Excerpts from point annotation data

==================================================

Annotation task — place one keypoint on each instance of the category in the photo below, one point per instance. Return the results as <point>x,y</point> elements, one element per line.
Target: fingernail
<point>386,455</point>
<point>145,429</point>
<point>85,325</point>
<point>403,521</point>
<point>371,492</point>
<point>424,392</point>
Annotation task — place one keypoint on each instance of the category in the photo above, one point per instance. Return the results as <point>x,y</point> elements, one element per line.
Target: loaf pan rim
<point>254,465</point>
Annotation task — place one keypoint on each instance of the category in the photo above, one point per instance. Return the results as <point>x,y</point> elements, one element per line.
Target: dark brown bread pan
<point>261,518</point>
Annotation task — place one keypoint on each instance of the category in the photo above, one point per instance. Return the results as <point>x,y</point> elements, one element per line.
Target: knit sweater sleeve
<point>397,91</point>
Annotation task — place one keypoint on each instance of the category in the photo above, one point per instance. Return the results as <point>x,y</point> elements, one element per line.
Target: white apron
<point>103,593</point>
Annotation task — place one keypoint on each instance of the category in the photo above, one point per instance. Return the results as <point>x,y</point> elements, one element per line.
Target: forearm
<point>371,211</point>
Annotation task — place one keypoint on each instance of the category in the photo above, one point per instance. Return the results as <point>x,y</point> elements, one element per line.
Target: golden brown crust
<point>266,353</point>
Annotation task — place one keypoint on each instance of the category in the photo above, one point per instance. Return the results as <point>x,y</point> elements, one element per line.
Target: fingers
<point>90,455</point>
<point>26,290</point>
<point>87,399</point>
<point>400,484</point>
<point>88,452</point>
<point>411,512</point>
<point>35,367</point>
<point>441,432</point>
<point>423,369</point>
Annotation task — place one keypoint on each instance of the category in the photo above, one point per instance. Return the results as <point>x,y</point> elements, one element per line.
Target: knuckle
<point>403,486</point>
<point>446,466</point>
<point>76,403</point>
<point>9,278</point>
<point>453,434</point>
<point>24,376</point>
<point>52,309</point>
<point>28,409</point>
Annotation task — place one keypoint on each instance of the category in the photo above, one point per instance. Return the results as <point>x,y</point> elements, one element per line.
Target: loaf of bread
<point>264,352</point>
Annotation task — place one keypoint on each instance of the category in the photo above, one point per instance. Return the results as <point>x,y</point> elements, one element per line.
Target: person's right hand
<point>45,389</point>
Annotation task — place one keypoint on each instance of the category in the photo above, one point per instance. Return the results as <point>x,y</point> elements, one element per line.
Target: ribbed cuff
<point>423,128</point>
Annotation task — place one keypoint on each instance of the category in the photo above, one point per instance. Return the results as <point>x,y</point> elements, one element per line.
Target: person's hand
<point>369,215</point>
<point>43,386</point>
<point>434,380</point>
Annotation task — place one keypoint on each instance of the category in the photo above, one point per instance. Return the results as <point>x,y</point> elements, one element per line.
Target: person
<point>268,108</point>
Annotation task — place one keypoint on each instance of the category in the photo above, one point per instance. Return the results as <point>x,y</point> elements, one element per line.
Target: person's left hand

==================================================

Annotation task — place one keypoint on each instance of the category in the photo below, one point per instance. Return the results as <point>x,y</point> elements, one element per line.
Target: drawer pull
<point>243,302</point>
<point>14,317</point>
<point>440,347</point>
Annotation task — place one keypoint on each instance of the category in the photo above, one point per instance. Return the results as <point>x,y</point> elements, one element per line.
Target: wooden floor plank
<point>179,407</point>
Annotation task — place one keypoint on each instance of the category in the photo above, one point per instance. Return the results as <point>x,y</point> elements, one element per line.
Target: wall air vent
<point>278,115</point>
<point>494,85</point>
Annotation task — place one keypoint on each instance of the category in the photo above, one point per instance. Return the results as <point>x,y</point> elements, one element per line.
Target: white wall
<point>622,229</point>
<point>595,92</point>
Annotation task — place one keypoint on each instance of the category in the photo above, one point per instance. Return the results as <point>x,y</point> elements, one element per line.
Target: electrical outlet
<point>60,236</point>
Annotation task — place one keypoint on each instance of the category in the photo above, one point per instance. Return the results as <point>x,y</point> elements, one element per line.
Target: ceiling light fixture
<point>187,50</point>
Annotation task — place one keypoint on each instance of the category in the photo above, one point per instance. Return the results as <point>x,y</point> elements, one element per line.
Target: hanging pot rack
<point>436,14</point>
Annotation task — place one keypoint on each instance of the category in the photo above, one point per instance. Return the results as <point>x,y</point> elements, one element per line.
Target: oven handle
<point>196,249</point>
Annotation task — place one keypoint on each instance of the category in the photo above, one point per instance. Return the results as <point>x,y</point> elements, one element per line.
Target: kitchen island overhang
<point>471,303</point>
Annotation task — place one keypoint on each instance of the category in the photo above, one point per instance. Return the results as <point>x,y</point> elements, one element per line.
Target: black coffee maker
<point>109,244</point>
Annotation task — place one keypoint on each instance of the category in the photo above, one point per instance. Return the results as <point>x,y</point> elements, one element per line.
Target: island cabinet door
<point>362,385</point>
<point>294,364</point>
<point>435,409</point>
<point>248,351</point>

==================================================

→ **WHAT THE EXERCISE ASKS**
How many lines in the entries above contain the word "brown"? Reply with the number alone.

→ **REPLY**
2